ОТРЫВОК ИЗ ДОКУМЕНТА —
Я знала, что батюшка дал свое благословение исповедоваться у о. Иеракса и даже обращаться к нему за советом. Но в этих последних случаях о. Иеракс обыкновенно отвечал: «Поговорите с Дедушкой (так мы называли о. Серафима), он Вас больше знает», — или «он дальше видит».

Мне было очень жаль, что нельзя было чаще видеться с батюшкой, но он успокаивал меня, рассказывая о том, как даже в прежнее время он сам ездил к своему духовному отцу (старцу Нектарию) в Оптину пустынь один раз в год. «Мы должны ценить то, что мы имеем, а будет и такое время, когда у нас останется только Крест и Евангелие».

Зимой Алик был болен; я все ночи ухаживала за ним, а потом заразилась и слегла сама. Когда я смогла наконец приехать к батюшке, он спросил о моем душевном состоянии во время болезни и сказал: «Болезнь посылается человеку для того, чтобы он оставался наедине с Богом». Я призналась, что не могла быть вполне спокойной во время болезни. «Боялись, умрете?» — спросил батюшка. «Нет, — ответила я, — я боялась, что Леночке без меня будет трудно». Батюшка ничего не ответил, но когда я уходила, он еще раз позвал меня к себе и сказал: «Я рад, что вы так дружно живете».

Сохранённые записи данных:
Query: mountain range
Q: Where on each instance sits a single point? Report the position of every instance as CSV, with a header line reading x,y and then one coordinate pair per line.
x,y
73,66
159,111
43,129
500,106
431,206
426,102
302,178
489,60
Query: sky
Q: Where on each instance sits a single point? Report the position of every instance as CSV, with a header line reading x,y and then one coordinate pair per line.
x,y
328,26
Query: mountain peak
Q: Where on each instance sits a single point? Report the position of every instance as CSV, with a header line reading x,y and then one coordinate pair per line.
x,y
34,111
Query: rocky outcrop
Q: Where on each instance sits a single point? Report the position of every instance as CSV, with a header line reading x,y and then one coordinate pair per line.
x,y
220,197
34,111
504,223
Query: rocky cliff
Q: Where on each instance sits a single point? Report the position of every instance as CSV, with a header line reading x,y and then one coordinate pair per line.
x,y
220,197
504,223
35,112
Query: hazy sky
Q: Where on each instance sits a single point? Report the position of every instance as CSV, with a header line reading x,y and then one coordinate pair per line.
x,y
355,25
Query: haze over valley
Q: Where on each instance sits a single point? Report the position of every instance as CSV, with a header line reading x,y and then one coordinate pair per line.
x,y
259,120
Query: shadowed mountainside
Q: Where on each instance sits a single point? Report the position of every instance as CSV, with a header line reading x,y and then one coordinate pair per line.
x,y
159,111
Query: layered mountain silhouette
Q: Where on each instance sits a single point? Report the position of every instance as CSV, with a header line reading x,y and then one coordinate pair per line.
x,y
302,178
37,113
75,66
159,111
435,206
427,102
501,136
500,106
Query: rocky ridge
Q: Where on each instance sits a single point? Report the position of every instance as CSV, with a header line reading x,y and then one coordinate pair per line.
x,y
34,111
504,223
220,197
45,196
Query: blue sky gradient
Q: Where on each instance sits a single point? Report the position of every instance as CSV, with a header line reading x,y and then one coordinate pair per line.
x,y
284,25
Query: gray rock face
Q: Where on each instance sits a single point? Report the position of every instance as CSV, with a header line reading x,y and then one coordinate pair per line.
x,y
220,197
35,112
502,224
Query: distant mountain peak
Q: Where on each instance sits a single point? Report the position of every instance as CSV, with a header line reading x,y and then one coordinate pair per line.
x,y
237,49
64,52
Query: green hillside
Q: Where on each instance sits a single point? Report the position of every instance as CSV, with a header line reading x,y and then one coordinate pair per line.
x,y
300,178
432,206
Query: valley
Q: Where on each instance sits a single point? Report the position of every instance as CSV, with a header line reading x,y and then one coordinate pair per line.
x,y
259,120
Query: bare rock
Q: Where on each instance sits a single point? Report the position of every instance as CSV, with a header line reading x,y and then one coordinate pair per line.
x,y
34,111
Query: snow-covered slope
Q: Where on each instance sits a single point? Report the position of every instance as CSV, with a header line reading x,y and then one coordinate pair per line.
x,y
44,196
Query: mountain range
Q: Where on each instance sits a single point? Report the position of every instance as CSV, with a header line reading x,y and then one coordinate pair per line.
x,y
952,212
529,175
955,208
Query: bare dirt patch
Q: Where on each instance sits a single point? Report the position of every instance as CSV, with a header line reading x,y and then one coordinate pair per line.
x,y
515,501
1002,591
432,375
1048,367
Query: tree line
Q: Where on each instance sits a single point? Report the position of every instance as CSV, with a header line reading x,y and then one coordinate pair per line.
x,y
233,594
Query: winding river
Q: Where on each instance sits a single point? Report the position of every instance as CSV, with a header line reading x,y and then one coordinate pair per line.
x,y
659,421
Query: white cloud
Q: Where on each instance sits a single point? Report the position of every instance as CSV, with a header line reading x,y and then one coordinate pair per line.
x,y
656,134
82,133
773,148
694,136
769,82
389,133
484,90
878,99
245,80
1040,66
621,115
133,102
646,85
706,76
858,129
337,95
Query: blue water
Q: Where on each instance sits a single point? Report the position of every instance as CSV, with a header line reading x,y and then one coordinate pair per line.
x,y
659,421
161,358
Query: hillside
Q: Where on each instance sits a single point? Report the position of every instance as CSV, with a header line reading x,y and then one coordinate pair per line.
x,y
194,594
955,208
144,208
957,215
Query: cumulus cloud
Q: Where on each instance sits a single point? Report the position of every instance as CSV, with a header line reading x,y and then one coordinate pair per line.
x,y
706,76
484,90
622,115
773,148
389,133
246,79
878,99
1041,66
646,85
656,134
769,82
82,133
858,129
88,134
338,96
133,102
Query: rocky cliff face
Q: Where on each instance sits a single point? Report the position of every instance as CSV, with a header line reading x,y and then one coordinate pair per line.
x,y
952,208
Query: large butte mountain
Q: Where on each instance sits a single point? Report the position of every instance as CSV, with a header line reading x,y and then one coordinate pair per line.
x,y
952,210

УСЛОВИЯ ЗАДАНИЯ —
Как часто, согласно отрывку, батюшка в прежнее время ездил к своему духовному отцу в Оптину пустынь?

ОТВЕТ К ЗАДАНИЮ —
Один раз в год.